◆ **Excerpt to read**:
· · ·

I'm not interested in trying to bump up my salary by a couple of grand, so I can safely say I am on X.  I just dont want to miss out on a good opportunity longterm on account of a couple of grand now.  Also, the location would suit, and whilst I would my current salary in the city centre, as you go further out, they appear to get slightly less.   I have just been lucky with my current position that they have been great in every respect.

I think I will wait and see at the interview in more detail and then I will be able to judge whether we are on the same wavelength or not, salarywise and position wise.

Its a pain looking for jobs at the moment.!


----------



## truthseeker (9 May 2008)

If you simply dont want to go below a certain figure then you can certainly say 'im currently on xxx, obviously I wouldnt be interested in going below that figure, what kind of sum are you offering?'


----------



## Yeager (9 May 2008)

Say ‘’if you were offered the position you would be willing to negotiate a suitable remuneration package and that you would expect this to reflect the current market and the level of education and experience you have'' 

Get the point home thats its not all about the salary but the other perks aswell i.e. share schemes, laptops, mobile phones, flexi-time, health cover, working from home - this way they will think you are not just along for the big salary (which will be taxed to death anyhow)

If all else fails tell them that if they pay peanuts they will have monkeys working for them!


----------



## PeterGriffin (9 May 2008)

I'd be very up-front about it. If they ask what you're on and you say X rather than something wooly like "Market Rates" then at least both of you will know where you stand and whether the gap is too large to bridge. I'd also make it clear though that when looking at a job you look at it in it's entirety like Yeager said. They might not be able to offer you exactly the same money but if they were to come to an arrangement about flexible working hours it might swing it for you. Don't be too quick to loffer these though, remember getting a job is about negotiation and it may be possible for you to get the salary you want and these things on top!! If they ask you what salary you want I'd try and ask them what the salary range for the job is and where they think you would sit in that range, it's very difficult to avoid the question if they ask you out straight what you're on though!! 
Looking at your post though it doesn't seem you don't seem that unhappy with your current employer so if there's some part of your job you aren't happy with I'd make sure and exhaust every avenue there before leaving, maybe they can give you flexi time or working from home if that's what you want.


----------



## Guest117 (9 May 2008)

As others have said - I believe it is important to be straightforward and upfront. In my experience the salary question is usually late in the interview and you should have a sense by then of hoew you have done and how interested they are in you.

· · ·

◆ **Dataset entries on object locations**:
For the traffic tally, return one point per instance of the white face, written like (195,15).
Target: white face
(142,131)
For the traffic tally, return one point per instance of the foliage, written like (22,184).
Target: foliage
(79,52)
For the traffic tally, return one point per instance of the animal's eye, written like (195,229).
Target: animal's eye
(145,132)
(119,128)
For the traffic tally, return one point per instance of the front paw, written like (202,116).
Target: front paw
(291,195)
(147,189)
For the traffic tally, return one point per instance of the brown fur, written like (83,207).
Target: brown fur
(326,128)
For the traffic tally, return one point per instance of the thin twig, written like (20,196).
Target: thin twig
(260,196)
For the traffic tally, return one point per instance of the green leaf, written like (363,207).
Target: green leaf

· · ·

◆ **Requirements**: Reproduce the passage of the salary thread starting with "Looking at your" and going on through "what you want.". These entries were taken from a separate source.

◆ **Solution to the exercise**:
Looking at your post though it doesn't seem you don't seem that unhappy with your current employer so if there's some part of your job you aren't happy with I'd make sure and exhaust every avenue there before leaving, maybe they can give you flexi time or working from home if that's what you want.